* Start *

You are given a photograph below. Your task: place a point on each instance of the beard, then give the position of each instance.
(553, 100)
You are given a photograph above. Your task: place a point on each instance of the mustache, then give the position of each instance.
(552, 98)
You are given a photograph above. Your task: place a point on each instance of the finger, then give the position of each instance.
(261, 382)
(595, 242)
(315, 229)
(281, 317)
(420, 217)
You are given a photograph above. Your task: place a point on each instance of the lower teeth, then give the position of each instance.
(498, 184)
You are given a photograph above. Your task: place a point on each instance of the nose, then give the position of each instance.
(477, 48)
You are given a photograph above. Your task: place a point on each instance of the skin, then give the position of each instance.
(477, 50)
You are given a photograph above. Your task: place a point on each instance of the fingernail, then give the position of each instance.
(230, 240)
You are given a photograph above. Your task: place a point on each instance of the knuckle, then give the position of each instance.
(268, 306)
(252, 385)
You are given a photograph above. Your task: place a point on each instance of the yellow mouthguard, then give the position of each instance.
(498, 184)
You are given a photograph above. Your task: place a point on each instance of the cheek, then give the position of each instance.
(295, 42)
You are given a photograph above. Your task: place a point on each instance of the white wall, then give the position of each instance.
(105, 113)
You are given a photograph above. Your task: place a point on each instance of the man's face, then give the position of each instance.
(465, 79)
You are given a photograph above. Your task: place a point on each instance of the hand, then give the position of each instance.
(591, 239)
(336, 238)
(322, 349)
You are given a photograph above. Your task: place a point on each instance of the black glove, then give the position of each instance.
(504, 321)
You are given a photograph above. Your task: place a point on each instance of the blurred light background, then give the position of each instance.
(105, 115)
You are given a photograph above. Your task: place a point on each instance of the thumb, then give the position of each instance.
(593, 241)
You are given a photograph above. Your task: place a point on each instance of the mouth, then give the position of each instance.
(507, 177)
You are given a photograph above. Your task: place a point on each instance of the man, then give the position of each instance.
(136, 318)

* End *

→ SET PROBLEM: Can you turn all of the records above into a numbered list, skipping any blank lines?

→ SOLUTION TO THIS TASK:
1. You are given a photograph below. Your task: place a point on each instance of the beard, then give the position of each instance.
2. (553, 100)
3. You are given a photograph above. Your task: place a point on each instance of the mustache, then give the position of each instance.
4. (552, 98)
5. You are given a photograph above. Your task: place a point on each instance of the finger, then give the position of each instance.
6. (261, 382)
7. (595, 242)
8. (315, 229)
9. (281, 317)
10. (420, 217)
11. You are given a photograph above. Your task: place a point on each instance of the lower teeth, then give the position of each instance.
12. (498, 184)
13. You are given a photograph above. Your task: place a point on each instance of the nose, then give the position of each instance.
14. (477, 48)
15. You are given a photograph above. Your task: place a point on each instance of the skin, then give the position of each instance.
16. (477, 50)
17. You are given a photograph above. Your task: place a point on each instance of the fingernail, then give the position of each instance.
18. (230, 240)
19. You are given a photograph above. Your task: place a point on each instance of the knuckle, then give the position of each instance.
20. (268, 306)
21. (252, 385)
22. You are given a photograph above. Your task: place a point on each instance of the yellow mouthguard, then give the position of each instance.
23. (498, 184)
24. You are given a photograph above. Your task: place a point on each instance of the cheek, then give the position of each instance.
25. (295, 42)
26. You are given a photograph above. Your task: place a point on each instance of the white wall, then give the position of each instance.
27. (105, 113)
28. You are given a photograph above. Your task: place a point on each instance of the man's face, then give the position of each instance.
29. (465, 79)
30. You are given a photograph above. Your task: place a point on each instance of the hand, then give the position of each instance.
31. (591, 239)
32. (336, 238)
33. (322, 349)
34. You are given a photograph above. Your task: place a point on each instance of the black glove, then give the position of each instance.
35. (504, 321)
36. You are given a photograph above. Your task: place a point on each instance of the blurred light background, then give the position of each instance.
37. (105, 115)
38. You are given a photograph above. Your task: place a point on each instance of the thumb, then give the position of each instance.
39. (593, 241)
40. You are given a photograph above. Your task: place a point on each instance of the mouth, then give the position of each instance.
41. (507, 177)
42. You are given a photograph above. Your task: place a point on each instance of the man, then give the position of each instance.
43. (136, 318)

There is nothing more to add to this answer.